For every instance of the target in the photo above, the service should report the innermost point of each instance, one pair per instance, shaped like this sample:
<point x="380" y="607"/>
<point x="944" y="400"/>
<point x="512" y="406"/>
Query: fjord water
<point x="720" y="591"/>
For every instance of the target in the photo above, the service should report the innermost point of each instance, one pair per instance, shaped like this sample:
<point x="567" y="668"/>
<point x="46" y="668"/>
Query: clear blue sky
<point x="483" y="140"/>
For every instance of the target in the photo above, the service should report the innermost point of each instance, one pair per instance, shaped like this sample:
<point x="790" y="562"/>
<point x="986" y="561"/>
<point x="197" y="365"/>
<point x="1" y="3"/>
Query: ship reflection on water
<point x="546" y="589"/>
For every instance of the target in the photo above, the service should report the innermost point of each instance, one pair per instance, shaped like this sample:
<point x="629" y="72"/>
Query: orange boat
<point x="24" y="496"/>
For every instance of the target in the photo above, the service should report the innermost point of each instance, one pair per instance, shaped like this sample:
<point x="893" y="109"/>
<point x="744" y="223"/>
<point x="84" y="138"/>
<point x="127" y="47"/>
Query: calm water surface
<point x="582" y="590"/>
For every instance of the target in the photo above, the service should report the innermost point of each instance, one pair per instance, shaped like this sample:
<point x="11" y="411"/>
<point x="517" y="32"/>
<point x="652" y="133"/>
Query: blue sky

**TASK DETAILS:** Reproduce every item above verbatim, line for line, changing nothing.

**ANSWER TO THE PROBLEM:**
For every instance of the target in the photo above, the service should report the innermost point of each instance, one pair per instance, shaped like this sample:
<point x="380" y="607"/>
<point x="944" y="400"/>
<point x="512" y="406"/>
Query: fjord water
<point x="720" y="591"/>
For every instance of the target in the photo above, the service should report the innermost point of each instance, one pair per instance, shaped like this sample:
<point x="567" y="668"/>
<point x="46" y="668"/>
Query: clear blue sky
<point x="483" y="140"/>
For every instance of the target in the photo above, the service should report the innermost point of each instance, one pair per instance, shaped like this sample:
<point x="790" y="562"/>
<point x="986" y="561"/>
<point x="197" y="365"/>
<point x="1" y="3"/>
Query: ship reflection on water
<point x="546" y="589"/>
For every instance of the target in the photo above, the service should report the innermost point of each instance, one pair per instance, shaped like this sample:
<point x="629" y="72"/>
Query: orange boat
<point x="24" y="496"/>
For every instance of the target in the photo above, the service should report the innermost point of each instance, one pair per instance, shaped like this sample:
<point x="893" y="109"/>
<point x="744" y="223"/>
<point x="84" y="138"/>
<point x="127" y="47"/>
Query: calm water surface
<point x="582" y="590"/>
For every instance of the target in the photo above, the service should report the innermost point of each instance, one pair per instance, shaped like this sample:
<point x="11" y="411"/>
<point x="517" y="32"/>
<point x="652" y="133"/>
Query: blue sky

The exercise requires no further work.